TEXT UNDER STUDY:
==*==

Having a pet can be wonderful, providing a range of physical and mental benefits. Animal companions can soothe you in times of stress, encourage exercise, and even reduce blood pressure. However, they can also transmit certain diseases to humans—some of them serious. Here’s what you need to know about avoiding nine of the most common health problems that can be passed on from your pet, along with the key symptoms that you may have already contracted one of these illnesses.
Hookworms cause diarrhea and weight loss in dogs, as they feed on the intestinal lining and cause blood loss. As well as being potentially fatal to your pet, hookworms can pass onto humans through contact between skin and dog feces—a particular concern for parents whose children are running barefoot through the grass. Many people infected with hookworms don’t develop any obvious symptoms, though they may notice abdominal pain, a rash, or signs of anemia (such as pallor and lethargy). Avoid catching these parasites by sticking to impeccable hygiene habits around your dog’s feces.
Primarily caught from younger dogs and cats, ringworm is not a worm but rather a fungal infection that leads to a scaly, red rash. Easily transmitted to humans through contact with anything that touches an infected animal, ringworm doesn’t always cause symptoms in pets. This fungal infection can be easily treated with antifungal creams or drugs, but you can dramatically reduce your chances of catching it by always making sure that you wash your hands after touching your pet or its bedding.
3. Cat scratch disease (CSD)
Approximately 2 in 5 cats carry B. hanselae at some stage of their lives. This is the bacterium that causes CSD in bitten or scratched humans, leading to swollen lymph nodes around the head and neck, lethargy and a mild to moderate fever. Children under 5 and people with weakened immune systems may also suffer a more serious form of CSD that reaches internal organs like the heart and brain. To avoid getting CSD, don’t encourage your cat to use its teeth and claws as part of rough play, and always disinfect any wound you receive from the pet. In addition, note that you’re less likely to get CSD from indoor cats, as the bacteria transmit through contact with fleas or during fights with other, infected cats.
Spread through urine, leptospirosis is a bacterium that can survive in water and soil for weeks or months. Pets who contract leptospirosis typically show no signs of ill health, but can then pass the infection onto humans through their urine. If left untreated, leptospirosis can damage the kidneys, liver and lungs, and sometimes even causes meningitis. The best way to stay safe is to ensure you and your pets only drink from clean water sources, and avoid contact with your pet’s bodily fluids (though saliva does not carry this type of bacteria).

==*==

Records from a dataset:
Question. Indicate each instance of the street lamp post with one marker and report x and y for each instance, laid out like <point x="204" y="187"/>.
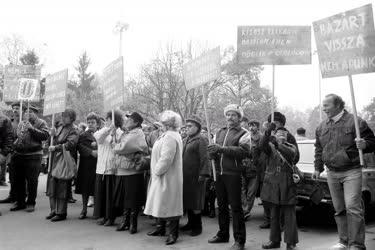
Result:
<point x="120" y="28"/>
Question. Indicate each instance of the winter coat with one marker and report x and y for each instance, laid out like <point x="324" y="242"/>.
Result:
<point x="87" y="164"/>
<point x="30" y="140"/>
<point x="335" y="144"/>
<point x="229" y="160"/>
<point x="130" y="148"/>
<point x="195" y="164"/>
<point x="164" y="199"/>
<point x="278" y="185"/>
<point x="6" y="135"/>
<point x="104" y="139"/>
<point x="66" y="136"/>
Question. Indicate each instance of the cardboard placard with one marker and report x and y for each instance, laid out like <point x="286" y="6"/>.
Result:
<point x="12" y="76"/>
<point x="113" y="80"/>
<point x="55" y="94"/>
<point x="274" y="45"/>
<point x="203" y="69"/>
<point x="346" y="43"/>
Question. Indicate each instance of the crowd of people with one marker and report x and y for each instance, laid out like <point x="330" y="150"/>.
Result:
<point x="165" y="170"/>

==*==

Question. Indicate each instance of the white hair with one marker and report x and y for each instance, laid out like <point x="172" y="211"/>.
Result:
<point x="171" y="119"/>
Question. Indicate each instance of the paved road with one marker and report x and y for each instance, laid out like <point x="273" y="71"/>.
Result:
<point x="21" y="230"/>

==*==

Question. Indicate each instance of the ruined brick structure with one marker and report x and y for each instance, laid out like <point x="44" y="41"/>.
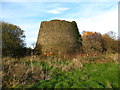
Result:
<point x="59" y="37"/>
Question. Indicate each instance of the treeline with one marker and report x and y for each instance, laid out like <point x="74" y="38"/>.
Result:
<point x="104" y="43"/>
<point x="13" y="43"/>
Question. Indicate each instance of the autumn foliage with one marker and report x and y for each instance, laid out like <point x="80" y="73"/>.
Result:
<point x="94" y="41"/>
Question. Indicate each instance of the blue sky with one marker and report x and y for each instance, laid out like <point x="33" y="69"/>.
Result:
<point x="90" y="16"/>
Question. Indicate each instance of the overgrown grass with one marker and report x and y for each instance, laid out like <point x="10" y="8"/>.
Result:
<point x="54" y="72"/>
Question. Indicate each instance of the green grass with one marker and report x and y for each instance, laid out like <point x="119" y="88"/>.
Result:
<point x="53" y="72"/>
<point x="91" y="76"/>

==*==

ACTIVITY LIST:
1. Answer these questions from the article on diseases passed from pets to humans:
(a) What kind of infection is ringworm?
(b) About what share of cats carry B. hanselae at some stage of their lives?
(c) Which bodily fluid does not carry the bacterium that causes leptospirosis?
2. Can you copy the article on diseases passed from pets to humans word for word, from "Spread through urine, leptospirosis" to "type of bacteria)."?

EXERCISE SOLUTIONS:
1.
(a) A fungal infection.
(b) Approximately 2 in 5.
(c) Saliva.

2.
Spread through urine, leptospirosis is a bacterium that can survive in water and soil for weeks or months. Pets who contract leptospirosis typically show no signs of ill health, but can then pass the infection onto humans through their urine. If left untreated, leptospirosis can damage the kidneys, liver and lungs, and sometimes even causes meningitis. The best way to stay safe is to ensure you and your pets only drink from clean water sources, and avoid contact with your pet’s bodily fluids (though saliva does not carry this type of bacteria).